● **Aim**
Rewrite every row below unchanged, except increase each x and y coordinate value by 65.

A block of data

· · ·

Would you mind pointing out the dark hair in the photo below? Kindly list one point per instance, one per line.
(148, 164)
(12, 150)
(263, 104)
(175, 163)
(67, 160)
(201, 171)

· · ·

● **Solution to the problem**
Would you mind pointing out the dark hair in the photo below? Kindly list one point per instance, one per line.
(213, 229)
(77, 215)
(328, 169)
(240, 228)
(132, 225)
(266, 236)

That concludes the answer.